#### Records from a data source
--
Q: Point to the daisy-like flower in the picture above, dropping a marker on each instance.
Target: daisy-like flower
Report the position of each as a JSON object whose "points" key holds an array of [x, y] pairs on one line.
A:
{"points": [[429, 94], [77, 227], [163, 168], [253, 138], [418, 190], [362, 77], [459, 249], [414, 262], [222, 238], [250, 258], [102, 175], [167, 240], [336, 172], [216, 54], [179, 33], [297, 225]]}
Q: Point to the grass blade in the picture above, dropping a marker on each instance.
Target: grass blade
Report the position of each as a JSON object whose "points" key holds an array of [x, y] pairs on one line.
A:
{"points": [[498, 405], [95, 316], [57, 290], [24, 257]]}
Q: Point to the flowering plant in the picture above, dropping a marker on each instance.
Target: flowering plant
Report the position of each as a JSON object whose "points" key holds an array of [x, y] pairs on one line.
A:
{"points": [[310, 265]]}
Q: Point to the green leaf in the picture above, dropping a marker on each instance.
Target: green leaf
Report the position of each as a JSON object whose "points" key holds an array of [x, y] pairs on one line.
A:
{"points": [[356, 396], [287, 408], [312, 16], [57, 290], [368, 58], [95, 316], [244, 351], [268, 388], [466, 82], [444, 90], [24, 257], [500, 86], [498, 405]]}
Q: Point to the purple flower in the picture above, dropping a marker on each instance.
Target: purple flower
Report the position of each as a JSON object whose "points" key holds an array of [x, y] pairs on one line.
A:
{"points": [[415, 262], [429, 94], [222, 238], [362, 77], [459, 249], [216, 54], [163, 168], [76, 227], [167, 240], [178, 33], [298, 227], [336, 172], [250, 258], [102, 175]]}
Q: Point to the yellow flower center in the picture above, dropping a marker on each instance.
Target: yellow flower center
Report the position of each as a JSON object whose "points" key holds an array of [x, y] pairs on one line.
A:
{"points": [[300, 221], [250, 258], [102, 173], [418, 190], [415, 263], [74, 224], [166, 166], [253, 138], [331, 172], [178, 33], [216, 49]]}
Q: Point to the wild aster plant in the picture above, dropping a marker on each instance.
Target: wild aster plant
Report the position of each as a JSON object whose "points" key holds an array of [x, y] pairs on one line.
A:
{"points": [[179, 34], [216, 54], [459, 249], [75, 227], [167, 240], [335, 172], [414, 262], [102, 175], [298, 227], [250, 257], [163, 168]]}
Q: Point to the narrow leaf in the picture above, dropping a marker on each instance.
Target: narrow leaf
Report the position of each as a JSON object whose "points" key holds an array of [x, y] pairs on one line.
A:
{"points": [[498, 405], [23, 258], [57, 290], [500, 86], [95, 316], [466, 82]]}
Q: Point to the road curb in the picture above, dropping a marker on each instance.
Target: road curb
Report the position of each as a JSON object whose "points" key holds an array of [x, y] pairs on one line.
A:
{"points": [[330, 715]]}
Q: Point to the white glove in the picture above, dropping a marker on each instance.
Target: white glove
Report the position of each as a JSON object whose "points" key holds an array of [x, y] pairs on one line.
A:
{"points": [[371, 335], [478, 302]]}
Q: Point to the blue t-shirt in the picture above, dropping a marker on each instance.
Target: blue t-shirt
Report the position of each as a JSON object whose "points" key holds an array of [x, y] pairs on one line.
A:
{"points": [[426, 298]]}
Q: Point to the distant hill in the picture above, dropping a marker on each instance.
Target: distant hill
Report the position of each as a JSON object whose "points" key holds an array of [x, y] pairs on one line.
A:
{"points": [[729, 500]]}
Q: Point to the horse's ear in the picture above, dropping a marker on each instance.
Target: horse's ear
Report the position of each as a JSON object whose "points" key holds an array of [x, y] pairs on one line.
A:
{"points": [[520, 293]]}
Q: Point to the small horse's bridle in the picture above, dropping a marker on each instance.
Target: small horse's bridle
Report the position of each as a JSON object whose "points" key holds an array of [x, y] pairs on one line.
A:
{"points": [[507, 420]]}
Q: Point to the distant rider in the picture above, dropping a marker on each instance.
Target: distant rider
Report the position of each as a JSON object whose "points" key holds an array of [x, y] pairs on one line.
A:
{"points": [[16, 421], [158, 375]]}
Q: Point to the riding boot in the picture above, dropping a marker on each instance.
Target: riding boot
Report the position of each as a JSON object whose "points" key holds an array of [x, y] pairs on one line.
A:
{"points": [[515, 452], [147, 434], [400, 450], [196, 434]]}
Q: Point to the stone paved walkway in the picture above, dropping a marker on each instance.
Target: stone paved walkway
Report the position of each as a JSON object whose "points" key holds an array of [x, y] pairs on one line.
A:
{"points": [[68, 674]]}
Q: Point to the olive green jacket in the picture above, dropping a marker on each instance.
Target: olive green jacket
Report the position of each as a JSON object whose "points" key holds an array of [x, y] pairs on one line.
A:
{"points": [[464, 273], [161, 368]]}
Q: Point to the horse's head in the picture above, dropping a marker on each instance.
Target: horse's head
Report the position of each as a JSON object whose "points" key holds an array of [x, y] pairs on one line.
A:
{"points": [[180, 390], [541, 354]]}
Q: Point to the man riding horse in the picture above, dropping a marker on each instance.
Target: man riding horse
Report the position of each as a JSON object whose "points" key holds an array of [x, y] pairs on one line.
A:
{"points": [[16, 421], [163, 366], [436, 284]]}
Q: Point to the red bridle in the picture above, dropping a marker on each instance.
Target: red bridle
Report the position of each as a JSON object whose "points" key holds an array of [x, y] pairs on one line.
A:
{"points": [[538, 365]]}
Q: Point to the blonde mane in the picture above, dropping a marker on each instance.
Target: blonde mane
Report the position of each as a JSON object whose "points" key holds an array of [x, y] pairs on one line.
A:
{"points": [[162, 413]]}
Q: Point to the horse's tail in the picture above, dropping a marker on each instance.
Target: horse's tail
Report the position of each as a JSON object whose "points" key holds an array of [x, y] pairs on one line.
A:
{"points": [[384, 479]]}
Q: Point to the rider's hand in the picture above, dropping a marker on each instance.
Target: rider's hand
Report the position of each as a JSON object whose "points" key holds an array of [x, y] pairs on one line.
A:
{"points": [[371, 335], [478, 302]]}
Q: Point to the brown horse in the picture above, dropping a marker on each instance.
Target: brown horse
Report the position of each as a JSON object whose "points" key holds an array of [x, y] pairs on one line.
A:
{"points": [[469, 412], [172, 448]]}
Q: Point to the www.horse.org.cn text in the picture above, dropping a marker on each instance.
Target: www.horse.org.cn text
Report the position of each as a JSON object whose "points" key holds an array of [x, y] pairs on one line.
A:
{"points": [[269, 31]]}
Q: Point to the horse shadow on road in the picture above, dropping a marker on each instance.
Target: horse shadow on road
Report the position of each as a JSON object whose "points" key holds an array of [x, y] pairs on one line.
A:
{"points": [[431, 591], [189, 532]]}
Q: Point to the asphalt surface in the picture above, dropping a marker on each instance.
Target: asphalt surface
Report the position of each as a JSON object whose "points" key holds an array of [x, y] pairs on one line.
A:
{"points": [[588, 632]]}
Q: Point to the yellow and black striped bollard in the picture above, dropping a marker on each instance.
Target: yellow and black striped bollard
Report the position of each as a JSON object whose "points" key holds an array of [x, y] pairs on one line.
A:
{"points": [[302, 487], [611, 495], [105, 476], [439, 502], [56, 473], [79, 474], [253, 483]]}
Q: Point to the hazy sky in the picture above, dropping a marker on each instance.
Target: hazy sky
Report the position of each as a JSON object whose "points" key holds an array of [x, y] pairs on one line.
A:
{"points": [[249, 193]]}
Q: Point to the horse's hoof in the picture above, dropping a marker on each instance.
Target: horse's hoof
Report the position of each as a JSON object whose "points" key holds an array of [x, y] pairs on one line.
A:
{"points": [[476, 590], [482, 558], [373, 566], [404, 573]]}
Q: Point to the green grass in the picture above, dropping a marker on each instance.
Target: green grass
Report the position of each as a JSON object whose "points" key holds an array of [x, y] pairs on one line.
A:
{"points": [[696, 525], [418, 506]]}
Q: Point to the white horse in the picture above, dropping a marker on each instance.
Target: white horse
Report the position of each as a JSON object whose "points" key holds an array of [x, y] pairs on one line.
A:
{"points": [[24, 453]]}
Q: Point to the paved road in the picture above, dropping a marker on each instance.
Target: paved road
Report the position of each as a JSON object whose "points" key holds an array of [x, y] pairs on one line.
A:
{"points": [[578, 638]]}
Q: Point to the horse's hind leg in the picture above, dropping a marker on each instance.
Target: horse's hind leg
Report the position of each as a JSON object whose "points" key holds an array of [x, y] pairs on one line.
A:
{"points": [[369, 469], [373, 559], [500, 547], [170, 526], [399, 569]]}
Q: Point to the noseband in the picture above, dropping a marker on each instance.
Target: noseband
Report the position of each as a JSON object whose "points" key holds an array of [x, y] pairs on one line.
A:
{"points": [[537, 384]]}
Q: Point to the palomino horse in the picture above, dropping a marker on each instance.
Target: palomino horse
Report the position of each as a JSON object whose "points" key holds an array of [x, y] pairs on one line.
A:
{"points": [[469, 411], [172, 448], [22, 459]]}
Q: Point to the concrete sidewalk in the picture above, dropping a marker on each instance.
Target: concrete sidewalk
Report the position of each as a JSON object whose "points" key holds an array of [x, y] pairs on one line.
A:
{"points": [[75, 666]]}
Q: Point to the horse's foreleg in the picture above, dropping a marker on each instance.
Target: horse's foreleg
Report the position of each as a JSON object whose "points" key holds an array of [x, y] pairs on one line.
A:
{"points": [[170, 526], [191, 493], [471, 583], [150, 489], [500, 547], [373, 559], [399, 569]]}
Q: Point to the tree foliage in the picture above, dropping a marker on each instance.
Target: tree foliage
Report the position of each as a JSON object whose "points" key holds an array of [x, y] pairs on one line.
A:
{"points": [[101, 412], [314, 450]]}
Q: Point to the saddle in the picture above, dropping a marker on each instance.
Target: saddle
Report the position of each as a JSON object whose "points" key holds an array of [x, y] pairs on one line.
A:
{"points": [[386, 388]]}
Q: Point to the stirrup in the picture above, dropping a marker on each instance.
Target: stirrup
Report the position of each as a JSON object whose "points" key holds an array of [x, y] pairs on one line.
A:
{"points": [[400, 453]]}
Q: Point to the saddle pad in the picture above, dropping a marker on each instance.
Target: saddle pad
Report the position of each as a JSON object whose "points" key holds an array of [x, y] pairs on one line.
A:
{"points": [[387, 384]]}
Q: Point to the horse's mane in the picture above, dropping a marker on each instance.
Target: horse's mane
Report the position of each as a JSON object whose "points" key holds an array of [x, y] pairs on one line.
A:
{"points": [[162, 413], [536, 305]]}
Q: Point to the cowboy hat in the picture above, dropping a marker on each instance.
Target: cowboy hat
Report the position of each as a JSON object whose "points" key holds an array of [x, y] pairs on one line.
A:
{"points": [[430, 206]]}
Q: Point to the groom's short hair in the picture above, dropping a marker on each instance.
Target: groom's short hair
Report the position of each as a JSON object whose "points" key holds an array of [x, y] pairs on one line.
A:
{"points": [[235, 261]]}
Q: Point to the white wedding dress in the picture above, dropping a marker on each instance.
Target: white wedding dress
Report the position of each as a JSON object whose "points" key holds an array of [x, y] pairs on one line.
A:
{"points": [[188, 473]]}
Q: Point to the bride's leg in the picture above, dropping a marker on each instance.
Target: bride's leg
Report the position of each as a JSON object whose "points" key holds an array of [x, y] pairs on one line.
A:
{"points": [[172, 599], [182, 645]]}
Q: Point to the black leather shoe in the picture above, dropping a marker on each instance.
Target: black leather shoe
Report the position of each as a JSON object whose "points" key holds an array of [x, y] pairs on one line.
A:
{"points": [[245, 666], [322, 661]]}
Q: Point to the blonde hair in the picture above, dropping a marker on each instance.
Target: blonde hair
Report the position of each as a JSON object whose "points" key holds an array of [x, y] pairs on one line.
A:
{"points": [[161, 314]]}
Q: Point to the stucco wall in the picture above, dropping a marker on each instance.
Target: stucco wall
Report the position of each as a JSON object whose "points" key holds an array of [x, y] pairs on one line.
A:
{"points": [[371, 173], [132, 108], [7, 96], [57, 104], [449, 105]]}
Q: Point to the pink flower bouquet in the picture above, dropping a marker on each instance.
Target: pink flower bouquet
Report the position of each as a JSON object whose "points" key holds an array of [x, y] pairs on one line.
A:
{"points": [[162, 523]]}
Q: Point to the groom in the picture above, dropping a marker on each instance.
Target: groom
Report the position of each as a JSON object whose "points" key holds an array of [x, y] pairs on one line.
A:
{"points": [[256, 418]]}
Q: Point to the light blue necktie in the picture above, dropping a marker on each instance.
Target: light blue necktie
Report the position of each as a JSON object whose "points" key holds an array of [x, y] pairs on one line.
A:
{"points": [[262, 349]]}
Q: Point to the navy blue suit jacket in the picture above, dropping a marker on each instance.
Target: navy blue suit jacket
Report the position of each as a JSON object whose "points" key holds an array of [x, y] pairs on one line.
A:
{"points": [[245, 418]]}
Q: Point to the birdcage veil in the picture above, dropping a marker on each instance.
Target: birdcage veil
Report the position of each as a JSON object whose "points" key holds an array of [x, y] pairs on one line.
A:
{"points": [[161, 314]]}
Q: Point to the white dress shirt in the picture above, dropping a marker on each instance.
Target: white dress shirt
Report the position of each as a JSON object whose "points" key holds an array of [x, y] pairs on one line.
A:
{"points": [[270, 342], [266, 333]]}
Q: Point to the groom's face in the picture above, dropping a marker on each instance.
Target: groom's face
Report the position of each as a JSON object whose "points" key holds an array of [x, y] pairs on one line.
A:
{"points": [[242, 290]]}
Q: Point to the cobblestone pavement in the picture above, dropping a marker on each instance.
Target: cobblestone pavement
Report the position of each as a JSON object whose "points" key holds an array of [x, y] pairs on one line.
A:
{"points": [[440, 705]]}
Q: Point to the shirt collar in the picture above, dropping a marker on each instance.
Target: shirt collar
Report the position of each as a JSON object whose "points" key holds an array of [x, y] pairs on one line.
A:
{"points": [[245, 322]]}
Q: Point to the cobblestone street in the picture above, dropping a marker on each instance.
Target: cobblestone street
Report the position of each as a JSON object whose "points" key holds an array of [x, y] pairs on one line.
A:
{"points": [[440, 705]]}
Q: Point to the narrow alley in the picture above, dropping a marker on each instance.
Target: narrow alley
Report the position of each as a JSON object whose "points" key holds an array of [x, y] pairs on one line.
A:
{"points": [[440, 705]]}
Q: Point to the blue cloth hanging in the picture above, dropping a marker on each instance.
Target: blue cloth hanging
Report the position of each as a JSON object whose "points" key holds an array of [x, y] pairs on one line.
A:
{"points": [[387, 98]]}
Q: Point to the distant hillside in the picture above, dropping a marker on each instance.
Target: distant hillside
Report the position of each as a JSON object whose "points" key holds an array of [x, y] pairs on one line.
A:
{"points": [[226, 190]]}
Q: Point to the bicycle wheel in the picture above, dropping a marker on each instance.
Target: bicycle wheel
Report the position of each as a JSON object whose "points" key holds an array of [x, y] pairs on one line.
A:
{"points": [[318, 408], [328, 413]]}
--
#### What you need to do
Repeat exactly, and only, the lines from the line containing "Q: Point to the shirt" through the last line of the records above, both included.

#### Output
Q: Point to the shirt collar in the picture above, dropping a marker on each instance.
Target: shirt collar
Report the position of each as a JSON object whose "points" key holds an array of [x, y] pairs on one line.
A:
{"points": [[245, 322]]}
Q: Point to the cobblestone street in the picture above, dropping a marker on each instance.
Target: cobblestone street
Report the position of each as a JSON object whose "points" key holds an array of [x, y] pairs on one line.
A:
{"points": [[440, 705]]}
Q: Point to the narrow alley in the picture above, dropping a marker on each instance.
Target: narrow alley
Report the position of each as a JSON object whose "points" key holds an array of [x, y] pairs on one line.
A:
{"points": [[440, 705]]}
Q: Point to the blue cloth hanging in the picture above, dropping a marker on each instance.
Target: blue cloth hanging
Report the position of each as a JSON object whose "points" key holds an array of [x, y] pairs on one line.
A:
{"points": [[387, 98]]}
Q: Point to the distant hillside in the picture above, dropping a marker on each instance.
Target: distant hillside
Report the position of each as a JSON object whose "points" key holds an array of [x, y] pairs on one line.
A:
{"points": [[226, 190]]}
Q: Point to the bicycle wheel in the picture above, dropping a marker on each instance.
Target: bicycle wheel
Report the position of each as a JSON object whose "points" key holds an array of [x, y] pairs on one line.
A:
{"points": [[318, 408], [328, 413]]}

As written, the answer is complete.